Exercise aim
Copy every line of the listing below word for word, without changing anything.

Exercise inputs
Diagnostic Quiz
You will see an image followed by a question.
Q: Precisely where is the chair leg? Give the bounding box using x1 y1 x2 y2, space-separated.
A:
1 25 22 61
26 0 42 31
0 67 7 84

Task answer
Diagnostic Quiz
You will see an image followed by a question.
Q: Precisely where is the chair leg? Give the bounding box using x1 y1 x2 y2, space-separated.
A:
1 25 22 61
26 0 42 31
0 67 7 84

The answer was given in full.